** SELECTED TEXT **
# Yellow river/BWB dud...



## jcoss15 (Oct 11, 2010)

Launched at Browns this moring and fish the mouth of the river and the bay. Fished from 6:30-11:30; slow would be an understatment, caught 3 bass, 7 trout, 1 keeper, it that was about it...Nothing pic worthy. We fished flukes, mirrodines, spooks, spinner baits and live shrimp.We need some cold weather to kick them in gear. Anybody do any good this morning?


----------



## nojerseydevil (Jan 23, 2009)

Yeah, went to Escambia this morning and only caught 1 Bass--not a keeper. I was out of there by 11:30. Saw lots of Bass in the water but not many bites. No Reds to be found, I think the water was too clear for Reds. 

NJD


----------



## auguy7777 (Feb 23, 2009)

I dont know about you guys, but for me, this has been the worst year of bass fishing in quite some time. ALways tell myself, next time will be better, and it won't be hahahahaha


----------



## nojerseydevil (Jan 23, 2009)

It has been bad. I caught numbers here and there, but no quality. 

NJD


----------



## Clam (Nov 10, 2007)

I fished the mouth of yellow and Blackwater yesterday. The morning was ok, had some action and brought home two nice specks. Headed in around 10:00. Went back out at 3:15 or so and had non stop action. Caught reds, specks, black drum, white trout and stripers. Only kept two stripers and one speck.


----------

** TO BE DONE **
[1] Translate this sentence from the fishing thread into Spanish: "We need some cold weather to kick them in gear."
[2] According to the fishing thread, what time did Clam head in after the morning outing?

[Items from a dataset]
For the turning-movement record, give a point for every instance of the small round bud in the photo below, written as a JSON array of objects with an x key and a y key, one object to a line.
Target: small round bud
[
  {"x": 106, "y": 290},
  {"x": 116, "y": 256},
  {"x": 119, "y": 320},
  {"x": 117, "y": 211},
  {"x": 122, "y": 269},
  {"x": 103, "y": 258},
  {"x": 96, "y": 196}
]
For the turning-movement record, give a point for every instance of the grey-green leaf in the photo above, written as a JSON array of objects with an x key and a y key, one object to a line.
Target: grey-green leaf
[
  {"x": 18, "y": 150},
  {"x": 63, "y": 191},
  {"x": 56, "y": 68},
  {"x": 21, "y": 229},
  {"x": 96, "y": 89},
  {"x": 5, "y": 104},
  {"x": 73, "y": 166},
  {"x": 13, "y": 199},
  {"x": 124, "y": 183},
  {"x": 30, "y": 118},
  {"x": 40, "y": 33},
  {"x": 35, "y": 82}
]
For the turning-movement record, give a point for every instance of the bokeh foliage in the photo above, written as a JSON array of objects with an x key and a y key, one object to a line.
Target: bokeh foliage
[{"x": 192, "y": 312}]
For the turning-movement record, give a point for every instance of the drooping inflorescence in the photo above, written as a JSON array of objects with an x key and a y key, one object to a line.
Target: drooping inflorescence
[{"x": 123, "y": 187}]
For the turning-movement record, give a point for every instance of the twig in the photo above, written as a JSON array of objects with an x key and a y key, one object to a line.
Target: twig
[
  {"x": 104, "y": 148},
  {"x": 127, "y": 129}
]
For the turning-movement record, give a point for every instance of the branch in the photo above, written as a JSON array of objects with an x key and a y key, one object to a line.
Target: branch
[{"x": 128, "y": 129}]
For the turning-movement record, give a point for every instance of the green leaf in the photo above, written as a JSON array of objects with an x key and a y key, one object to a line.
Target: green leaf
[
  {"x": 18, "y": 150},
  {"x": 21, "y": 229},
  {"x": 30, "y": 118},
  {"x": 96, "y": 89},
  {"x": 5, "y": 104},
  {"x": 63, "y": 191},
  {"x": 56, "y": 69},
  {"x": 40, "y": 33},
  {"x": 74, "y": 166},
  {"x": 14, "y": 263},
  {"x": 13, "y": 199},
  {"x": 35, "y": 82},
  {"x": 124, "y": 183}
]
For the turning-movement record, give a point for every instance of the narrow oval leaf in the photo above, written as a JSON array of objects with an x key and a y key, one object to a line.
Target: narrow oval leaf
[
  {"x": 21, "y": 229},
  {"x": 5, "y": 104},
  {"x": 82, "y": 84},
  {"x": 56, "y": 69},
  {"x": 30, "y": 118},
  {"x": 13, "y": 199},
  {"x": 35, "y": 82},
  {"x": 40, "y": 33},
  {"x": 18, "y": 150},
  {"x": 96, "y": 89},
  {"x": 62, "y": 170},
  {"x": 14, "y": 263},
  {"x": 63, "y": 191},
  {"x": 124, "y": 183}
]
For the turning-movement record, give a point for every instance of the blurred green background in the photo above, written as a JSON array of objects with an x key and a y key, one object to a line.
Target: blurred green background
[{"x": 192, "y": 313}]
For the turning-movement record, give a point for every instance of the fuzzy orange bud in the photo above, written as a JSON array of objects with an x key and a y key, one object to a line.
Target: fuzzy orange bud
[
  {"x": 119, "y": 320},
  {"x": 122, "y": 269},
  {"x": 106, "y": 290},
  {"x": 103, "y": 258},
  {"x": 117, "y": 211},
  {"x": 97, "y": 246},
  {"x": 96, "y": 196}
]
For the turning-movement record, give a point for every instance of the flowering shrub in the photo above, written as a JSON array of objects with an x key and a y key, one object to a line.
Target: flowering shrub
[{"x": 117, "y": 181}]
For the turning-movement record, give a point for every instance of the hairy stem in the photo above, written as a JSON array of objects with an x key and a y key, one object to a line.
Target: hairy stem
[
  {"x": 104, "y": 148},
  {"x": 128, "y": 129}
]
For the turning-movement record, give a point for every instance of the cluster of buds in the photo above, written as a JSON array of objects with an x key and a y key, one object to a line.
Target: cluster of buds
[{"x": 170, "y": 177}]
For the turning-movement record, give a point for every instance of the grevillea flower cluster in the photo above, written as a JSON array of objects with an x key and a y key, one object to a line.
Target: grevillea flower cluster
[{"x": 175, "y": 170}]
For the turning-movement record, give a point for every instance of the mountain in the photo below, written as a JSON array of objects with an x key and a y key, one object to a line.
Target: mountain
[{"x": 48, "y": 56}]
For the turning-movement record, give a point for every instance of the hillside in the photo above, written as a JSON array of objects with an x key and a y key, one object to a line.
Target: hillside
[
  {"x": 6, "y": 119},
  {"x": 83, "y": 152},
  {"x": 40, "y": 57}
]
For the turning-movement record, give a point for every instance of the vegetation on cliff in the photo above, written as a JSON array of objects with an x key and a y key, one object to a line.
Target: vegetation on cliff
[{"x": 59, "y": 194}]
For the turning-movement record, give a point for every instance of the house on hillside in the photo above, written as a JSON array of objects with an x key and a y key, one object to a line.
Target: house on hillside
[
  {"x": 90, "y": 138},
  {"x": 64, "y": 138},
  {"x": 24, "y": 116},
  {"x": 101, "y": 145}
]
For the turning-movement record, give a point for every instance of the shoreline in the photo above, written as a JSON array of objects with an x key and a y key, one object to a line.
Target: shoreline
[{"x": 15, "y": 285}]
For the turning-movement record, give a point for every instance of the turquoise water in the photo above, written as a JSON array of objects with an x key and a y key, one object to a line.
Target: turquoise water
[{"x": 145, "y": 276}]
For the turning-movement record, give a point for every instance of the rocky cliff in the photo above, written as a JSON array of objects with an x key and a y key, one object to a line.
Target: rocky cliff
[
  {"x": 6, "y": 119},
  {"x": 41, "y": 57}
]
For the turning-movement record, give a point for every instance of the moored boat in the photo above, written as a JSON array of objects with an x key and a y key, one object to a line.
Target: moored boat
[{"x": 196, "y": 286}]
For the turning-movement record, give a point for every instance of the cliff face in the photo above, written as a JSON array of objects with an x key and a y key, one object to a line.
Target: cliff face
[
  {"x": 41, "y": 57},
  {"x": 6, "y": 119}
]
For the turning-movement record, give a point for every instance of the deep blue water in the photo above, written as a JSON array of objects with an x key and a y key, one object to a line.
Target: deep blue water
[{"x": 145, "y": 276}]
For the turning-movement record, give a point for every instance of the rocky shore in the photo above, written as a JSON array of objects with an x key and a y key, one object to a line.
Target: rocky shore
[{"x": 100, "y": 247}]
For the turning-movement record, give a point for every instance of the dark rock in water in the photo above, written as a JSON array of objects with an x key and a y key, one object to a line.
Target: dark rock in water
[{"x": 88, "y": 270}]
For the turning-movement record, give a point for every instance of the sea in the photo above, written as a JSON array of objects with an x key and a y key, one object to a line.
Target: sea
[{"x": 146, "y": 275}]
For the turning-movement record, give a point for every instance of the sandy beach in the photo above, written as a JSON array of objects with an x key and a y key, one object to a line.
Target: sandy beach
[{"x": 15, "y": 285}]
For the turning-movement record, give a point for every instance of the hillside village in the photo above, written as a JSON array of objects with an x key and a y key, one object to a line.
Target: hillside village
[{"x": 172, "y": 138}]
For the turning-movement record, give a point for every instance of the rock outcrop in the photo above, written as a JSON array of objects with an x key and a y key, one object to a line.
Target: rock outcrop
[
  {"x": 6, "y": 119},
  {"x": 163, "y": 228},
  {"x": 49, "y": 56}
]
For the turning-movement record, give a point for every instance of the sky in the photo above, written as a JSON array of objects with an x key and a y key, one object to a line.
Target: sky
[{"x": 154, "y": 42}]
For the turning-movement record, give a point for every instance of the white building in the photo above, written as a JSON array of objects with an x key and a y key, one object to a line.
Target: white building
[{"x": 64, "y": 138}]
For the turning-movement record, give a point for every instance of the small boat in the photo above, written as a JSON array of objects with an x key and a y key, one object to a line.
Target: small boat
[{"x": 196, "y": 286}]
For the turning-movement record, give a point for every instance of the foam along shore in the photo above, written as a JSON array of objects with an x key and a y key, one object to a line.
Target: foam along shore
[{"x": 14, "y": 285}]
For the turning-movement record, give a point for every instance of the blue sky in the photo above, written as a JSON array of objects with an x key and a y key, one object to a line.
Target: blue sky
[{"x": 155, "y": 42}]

** ANSWERS BY TASK **
[1] Necesitamos algo de clima frío para que se activen.

[2] Around 10:00.